**YOUR TASK:**
Read the data and repeat it in full, exactly.

**GIVEN ENTRIES:**
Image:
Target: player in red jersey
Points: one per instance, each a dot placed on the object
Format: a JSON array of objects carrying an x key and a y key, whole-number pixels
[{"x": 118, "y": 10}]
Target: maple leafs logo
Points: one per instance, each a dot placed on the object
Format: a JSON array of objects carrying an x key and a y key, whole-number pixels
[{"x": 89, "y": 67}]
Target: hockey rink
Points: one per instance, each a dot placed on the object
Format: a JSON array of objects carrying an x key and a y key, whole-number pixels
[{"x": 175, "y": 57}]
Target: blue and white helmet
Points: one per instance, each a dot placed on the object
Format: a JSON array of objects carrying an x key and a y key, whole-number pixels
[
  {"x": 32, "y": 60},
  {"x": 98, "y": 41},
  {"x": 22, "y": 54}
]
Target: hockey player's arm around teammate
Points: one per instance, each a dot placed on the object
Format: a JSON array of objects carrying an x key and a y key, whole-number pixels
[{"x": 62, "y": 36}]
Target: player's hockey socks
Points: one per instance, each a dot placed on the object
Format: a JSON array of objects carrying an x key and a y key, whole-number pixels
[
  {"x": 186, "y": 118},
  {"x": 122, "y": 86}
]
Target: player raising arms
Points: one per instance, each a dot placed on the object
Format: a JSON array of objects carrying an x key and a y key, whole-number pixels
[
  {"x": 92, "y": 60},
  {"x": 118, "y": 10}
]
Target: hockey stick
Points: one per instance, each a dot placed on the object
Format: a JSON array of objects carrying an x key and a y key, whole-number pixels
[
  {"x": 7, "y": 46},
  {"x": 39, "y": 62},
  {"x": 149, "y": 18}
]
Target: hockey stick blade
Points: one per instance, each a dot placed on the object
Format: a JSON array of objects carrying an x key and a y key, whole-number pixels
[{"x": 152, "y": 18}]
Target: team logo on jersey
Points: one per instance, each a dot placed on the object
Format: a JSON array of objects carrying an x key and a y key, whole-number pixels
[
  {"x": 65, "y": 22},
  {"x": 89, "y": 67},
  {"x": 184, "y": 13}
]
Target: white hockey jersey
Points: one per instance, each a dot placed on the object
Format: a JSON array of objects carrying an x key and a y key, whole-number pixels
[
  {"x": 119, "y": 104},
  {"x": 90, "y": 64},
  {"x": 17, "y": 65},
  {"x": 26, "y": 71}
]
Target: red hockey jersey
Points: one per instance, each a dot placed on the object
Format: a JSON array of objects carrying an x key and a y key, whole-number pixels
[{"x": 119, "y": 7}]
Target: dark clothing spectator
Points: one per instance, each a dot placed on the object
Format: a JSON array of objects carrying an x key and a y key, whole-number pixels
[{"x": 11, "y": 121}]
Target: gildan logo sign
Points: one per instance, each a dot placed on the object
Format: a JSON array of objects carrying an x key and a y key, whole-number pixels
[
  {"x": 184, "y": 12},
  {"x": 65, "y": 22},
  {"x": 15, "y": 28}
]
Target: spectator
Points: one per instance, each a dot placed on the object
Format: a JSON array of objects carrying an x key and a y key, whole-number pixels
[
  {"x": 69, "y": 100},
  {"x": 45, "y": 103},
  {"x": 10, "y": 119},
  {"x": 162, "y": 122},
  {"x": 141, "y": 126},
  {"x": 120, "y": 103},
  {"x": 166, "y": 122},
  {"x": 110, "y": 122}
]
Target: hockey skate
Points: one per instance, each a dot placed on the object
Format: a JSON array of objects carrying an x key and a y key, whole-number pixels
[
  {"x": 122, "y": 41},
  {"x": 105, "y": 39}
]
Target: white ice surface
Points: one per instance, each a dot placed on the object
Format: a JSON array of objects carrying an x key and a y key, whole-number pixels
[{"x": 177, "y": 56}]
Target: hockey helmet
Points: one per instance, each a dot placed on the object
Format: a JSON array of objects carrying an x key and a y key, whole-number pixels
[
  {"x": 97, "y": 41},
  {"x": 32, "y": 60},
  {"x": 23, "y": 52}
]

**THE SOLUTION:**
Image:
Target: player in red jersey
Points: one per instance, each a dot placed on the object
Format: a JSON array of objects carrying an x key and a y key, whole-number pixels
[{"x": 118, "y": 10}]
Target: maple leafs logo
Points: one per instance, each a dot placed on the object
Format: a JSON array of objects carrying an x key and a y key, whole-number pixels
[{"x": 89, "y": 67}]
Target: hockey rink
Points: one per instance, each a dot placed on the object
Format: a JSON array of objects carrying an x key and a y key, whole-number pixels
[{"x": 175, "y": 57}]
Target: blue and white helmet
Points: one per instance, each a dot placed on the object
Format: a JSON array of objects carrying an x key and a y key, whole-number pixels
[
  {"x": 32, "y": 60},
  {"x": 98, "y": 41},
  {"x": 22, "y": 54}
]
Target: hockey player's arm around teammate
Points: one per instance, each a dot placed on the object
Format: a JSON array of objects carrying an x key and a y key, whole-number pixels
[{"x": 62, "y": 36}]
Target: player's hockey socks
Points: one per instance, each a dot placed on the object
Format: a JSON array of objects carrying an x key and a y key, whole-number pixels
[
  {"x": 186, "y": 118},
  {"x": 122, "y": 86}
]
Target: player raising arms
Points: one per instance, each a dot placed on the object
Format: a JSON array of objects carrying an x key and a y key, whole-number pixels
[
  {"x": 92, "y": 60},
  {"x": 118, "y": 10}
]
Target: hockey stick
Points: one per instance, each a dot placed on the object
Format: a JSON array of objects carrying an x key and a y key, whole-number pixels
[
  {"x": 7, "y": 46},
  {"x": 39, "y": 62},
  {"x": 149, "y": 18}
]
Target: hockey stick blade
Points: one per instance, each a dot placed on the object
Format: a JSON array of objects carrying an x key and a y key, whole-number pixels
[{"x": 152, "y": 18}]
Target: team logo on jersey
Points: one per instance, each a dot placed on the object
Format: a JSON array of objects carrying an x key and a y key, whole-number pixels
[
  {"x": 65, "y": 22},
  {"x": 89, "y": 67},
  {"x": 184, "y": 13}
]
Target: white hockey jersey
Points: one per instance, each a dot placed on the object
Format: a JSON array of objects carrying an x key and a y key, whole-number pixels
[
  {"x": 119, "y": 104},
  {"x": 90, "y": 64},
  {"x": 17, "y": 65},
  {"x": 26, "y": 71}
]
Target: red hockey jersey
Points: one per instance, each a dot placed on the object
Format: a JSON array of objects carrying an x key and a y key, whole-number pixels
[{"x": 119, "y": 7}]
Target: dark clothing spectator
Points: one per instance, each a dot placed on the object
Format: a JSON array of objects carrying an x key and a y key, whole-number pixels
[{"x": 11, "y": 121}]
Target: gildan logo sign
Points: one per instance, each a dot placed on the object
Format: a JSON array of objects carrying an x key and a y key, whole-number pixels
[
  {"x": 184, "y": 12},
  {"x": 65, "y": 22},
  {"x": 15, "y": 28}
]
Target: spectator
Points: one per instance, each a dot placed on the object
Format: a JSON array of objects carrying an x key and a y key, whole-number pixels
[
  {"x": 69, "y": 100},
  {"x": 45, "y": 103},
  {"x": 10, "y": 119},
  {"x": 162, "y": 122},
  {"x": 141, "y": 126},
  {"x": 120, "y": 103},
  {"x": 166, "y": 122},
  {"x": 110, "y": 122}
]
Target: hockey skate
Points: one per instance, each a dot placed on the object
Format: a JSON array of objects carrying an x key and a y key, whole-number pixels
[
  {"x": 122, "y": 41},
  {"x": 105, "y": 39}
]
Target: white ice surface
Points: one per instance, each a dot placed on the object
Format: a JSON array of objects carrying an x key and a y key, whole-number pixels
[{"x": 177, "y": 56}]
Target: hockey helmet
Points: one per instance, each a dot placed on the object
Format: a JSON array of objects carrying an x key and a y key, whole-number pixels
[
  {"x": 97, "y": 41},
  {"x": 32, "y": 60},
  {"x": 23, "y": 52}
]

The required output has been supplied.